▶ _Exercises_
A – Translate this sentence from the article on Washington's psilocybin legislation into Spanish: "The hallucinogenic compound naturally occurs in many species of mushrooms that grow in the Northwest and other regions around the world."
B – Write a continuation of the article on Washington's psilocybin bill, picking up after its final sentence.

Washington psychonauts will have to wait at least another year before therapy using psychedelic mushrooms is broadly legalized in the Evergreen state, but legislators could still approve a small pilot program to give veterans and first responders early access to the treatment.
During the 2022 legislative session, Sen. Jesse Salomon, D-Shoreline, originally sponsored a bill modeled after Oregon’s Measure 109, which created a framework for mental health practitioners or “guides” to lead people on psychedelic trips after ingesting psilocybin. Oregon became the first state to allow adult use of psilocybin on Jan. 1.
The hallucinogenic compound naturally occurs in many species of mushrooms that grow in the Northwest and other regions around the world. When ingested, it produces powerful effects from changes in vision, thoughts and emotions.
Research has rekindled in the past few years on psilocybin’s ability to treat a slew of mental illnesses, including PTSD, anxiety, depression, anorexia and smoking cessation. Many of the trials have been small in size but with positive results. The substance remains illegal at a federal level, though some researchers believe the Food and Drug Administration might some day approve the use of psychedelics in clinical settings.
Salomon’s bill that would have allowed Washington residents to ingest the drug at certified facilities with mental health guides ultimately failed. However, another version, SB 5263, was reborn during this year’s session and has eked through part of the state Legislature — just not as expected.
The bill, which passed the Senate and more recently, the House Committee on Health Care and Wellness on Wednesday, is mainly dedicated to research but a newly amended version also includes a pilot program that would allow first responders and veterans early access to the drug through the University of Washington’s department of psychiatry and behavioral sciences.
“It’s got a pretty good initial stamp of approval in the House and [Rep. Nicole Macri, D-Seattle] made it a stronger bill by adding a pilot,” Salomon said. “So you can draw some implication from that, but it’s not across the finish line.”
If passed, participants in the pilot study would have to be 21 and older, and have experienced substance use disorder, depression or anxiety, or post-traumatic stress disorder. They would also have to pass an initial assessment before being accepted into the program. (Psychedelics are not recommended for people with more severe forms of mental illness such as schizophrenia because their symptoms can be exacerbated.) The pilot program would need to be implemented no later than Jan. 1, 2025.
The bill would also create three separate collaborations. One would be a Psilocybin Advisory Board through the Department of Health that would advise and share recommendations with the state’s Liquor and Cannabis Board as well as the state Department of Agriculture.

Image-grounded pointing lines:
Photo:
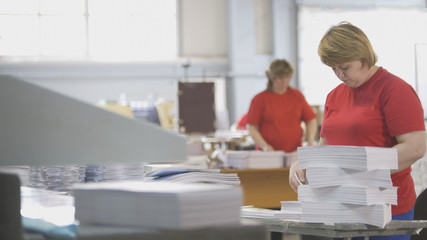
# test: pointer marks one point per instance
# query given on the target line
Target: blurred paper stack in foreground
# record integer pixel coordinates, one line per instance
(345, 184)
(157, 204)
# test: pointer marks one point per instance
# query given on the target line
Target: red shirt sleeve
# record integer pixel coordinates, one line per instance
(307, 111)
(402, 109)
(242, 121)
(255, 111)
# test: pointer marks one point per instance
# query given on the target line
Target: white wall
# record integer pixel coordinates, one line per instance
(203, 28)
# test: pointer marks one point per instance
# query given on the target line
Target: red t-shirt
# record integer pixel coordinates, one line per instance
(241, 123)
(279, 116)
(372, 115)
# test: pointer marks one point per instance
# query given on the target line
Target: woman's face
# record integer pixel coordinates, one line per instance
(280, 84)
(353, 74)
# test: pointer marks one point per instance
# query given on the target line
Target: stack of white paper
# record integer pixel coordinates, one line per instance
(157, 204)
(290, 211)
(351, 157)
(333, 176)
(182, 175)
(378, 214)
(345, 184)
(202, 177)
(255, 159)
(360, 195)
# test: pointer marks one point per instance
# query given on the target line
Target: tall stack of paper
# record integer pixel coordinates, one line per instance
(345, 184)
(255, 159)
(157, 204)
(351, 157)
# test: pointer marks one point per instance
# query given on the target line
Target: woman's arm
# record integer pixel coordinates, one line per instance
(300, 173)
(311, 127)
(259, 140)
(410, 147)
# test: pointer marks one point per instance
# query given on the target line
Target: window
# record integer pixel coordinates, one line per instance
(98, 29)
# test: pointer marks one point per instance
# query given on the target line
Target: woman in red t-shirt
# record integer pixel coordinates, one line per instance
(275, 115)
(372, 107)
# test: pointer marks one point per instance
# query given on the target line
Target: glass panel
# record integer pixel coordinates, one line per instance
(64, 7)
(63, 36)
(19, 35)
(19, 7)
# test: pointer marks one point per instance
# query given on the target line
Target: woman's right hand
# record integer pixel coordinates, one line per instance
(294, 170)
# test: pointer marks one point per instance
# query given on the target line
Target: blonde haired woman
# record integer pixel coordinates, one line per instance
(275, 115)
(372, 107)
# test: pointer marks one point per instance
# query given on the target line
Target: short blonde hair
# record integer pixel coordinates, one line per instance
(346, 43)
(278, 68)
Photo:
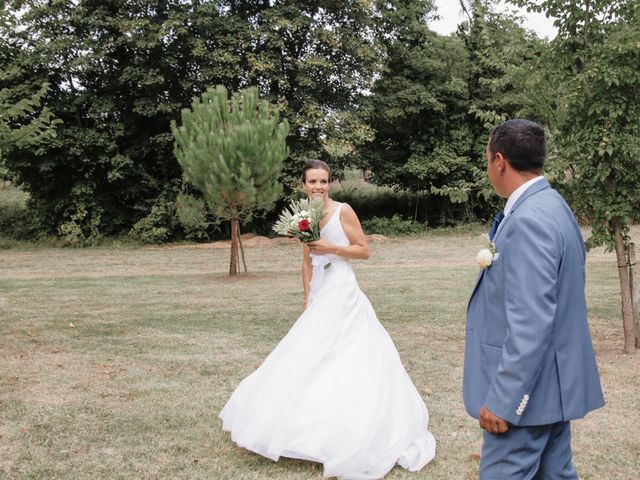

▶ _Expected results_
A – El compuesto alucinógeno se encuentra de forma natural en muchas especies de hongos que crecen en el Noroeste y en otras regiones del mundo.

B –
A separate work group among those three agencies would also develop a regulatory framework, essentially a blueprint that Washington could use in the future if psilocybin legalization were to pass locally.
The Health Care Authority would also be tasked with delivering a final report to the governor and legislature by the end of this year that includes much of that information. An initial report published by the HCA was submitted to the Legislature late last year.
The bill heads next to the House Appropriations Committee and ultimately would need to be signed by Gov. Jay Inslee. His office declined to comment on the proposed legislation, though it had a part in winnowing down the original bill that would have created a statewide infrastructure for therapeutic use.
“The bill as proposed would create a system for regulation and use of psilocybin that is not supported by the available scientific and medical evidence,” reads an email that Samantha Pskowski, Inslee’s policy adviser for public health, sent to Salomon in early February.
Officials state research is limited and the bill puts the “health and safety of Washingtonians at risk.”
House Speaker Laurie Jinkins, D-Tacoma, told The Seattle Times that while she understands the interest in psilocybin, she thinks the pilot program is the best step at this time.
“I’ve just seen recently some real critiques of the national research, too,” she said “I think it’s a worthwhile idea to start small and then to apply some research standards to it.”
Dr. Anthony Back, a researcher at UW who is working on a trial about psychedelic-assisted therapies’ ability to support health care workers with burnout, testified in favor of the original bill earlier this session.
The UW declined to comment further about their potential participation in the program, but Back shared with legislators: “I think waiting for three years or waiting for more years, is not doing justice to the mental health crisis that I’m seeing now.”